- Material provided:
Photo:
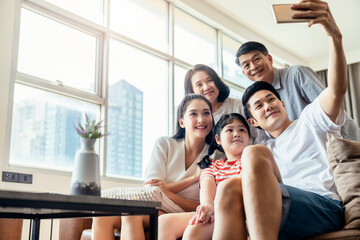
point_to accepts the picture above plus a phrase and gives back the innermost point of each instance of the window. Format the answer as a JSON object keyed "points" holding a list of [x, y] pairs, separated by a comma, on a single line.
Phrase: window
{"points": [[110, 59], [56, 52], [232, 72], [43, 135], [140, 80]]}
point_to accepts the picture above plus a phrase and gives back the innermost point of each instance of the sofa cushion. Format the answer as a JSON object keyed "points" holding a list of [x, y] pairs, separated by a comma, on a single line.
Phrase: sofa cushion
{"points": [[344, 160], [338, 235]]}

- Work required: Repeat the data word for word; drop the pictures.

- Problem solution:
Photo:
point_to accepts the picture above plus a phrase and gives back the innermost point of each instance of the window. Format the answer as a JSON object keyed "points" holding a list of [x, y] pairs, separated by a comma, on a single line.
Phrase: window
{"points": [[110, 59], [56, 52], [232, 72], [43, 135], [140, 80]]}
point_to accepts the picture above plus a phrase and gives back the innermost point of each instance of the sofa cushion. Format the answer as a JSON object keyed "points" holding a list of [x, y] pairs, separated by a comma, on a single line.
Phrase: sofa cushion
{"points": [[344, 160], [338, 235]]}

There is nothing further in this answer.